**What the task requires:**
Locate each line in the rows below that contains the word "wooden", matching case exactly, and copy every such line.

**Data section:**

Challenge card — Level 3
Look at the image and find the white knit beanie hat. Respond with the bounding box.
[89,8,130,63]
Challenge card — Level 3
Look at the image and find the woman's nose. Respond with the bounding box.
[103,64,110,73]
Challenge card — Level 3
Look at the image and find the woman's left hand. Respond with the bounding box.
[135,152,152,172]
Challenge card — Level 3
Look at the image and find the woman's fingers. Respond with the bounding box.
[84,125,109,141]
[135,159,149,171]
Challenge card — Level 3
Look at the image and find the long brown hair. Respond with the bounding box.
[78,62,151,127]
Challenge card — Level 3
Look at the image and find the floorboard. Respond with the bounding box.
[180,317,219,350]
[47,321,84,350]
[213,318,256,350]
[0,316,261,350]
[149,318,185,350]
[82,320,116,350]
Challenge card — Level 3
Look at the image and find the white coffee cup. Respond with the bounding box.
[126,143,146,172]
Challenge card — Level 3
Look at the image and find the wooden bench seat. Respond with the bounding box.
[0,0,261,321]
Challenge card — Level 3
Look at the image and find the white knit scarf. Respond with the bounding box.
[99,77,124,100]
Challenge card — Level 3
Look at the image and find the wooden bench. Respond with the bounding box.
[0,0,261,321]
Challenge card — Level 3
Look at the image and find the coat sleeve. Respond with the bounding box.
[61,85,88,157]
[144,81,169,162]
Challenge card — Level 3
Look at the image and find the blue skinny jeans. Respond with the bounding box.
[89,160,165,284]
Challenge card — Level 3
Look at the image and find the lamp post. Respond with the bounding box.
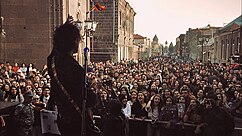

**Output of the task:**
Look at the image and find the wooden bench seat. Respond with the bounding box.
Look at the image and find the wooden bench. Respond with the bounding box.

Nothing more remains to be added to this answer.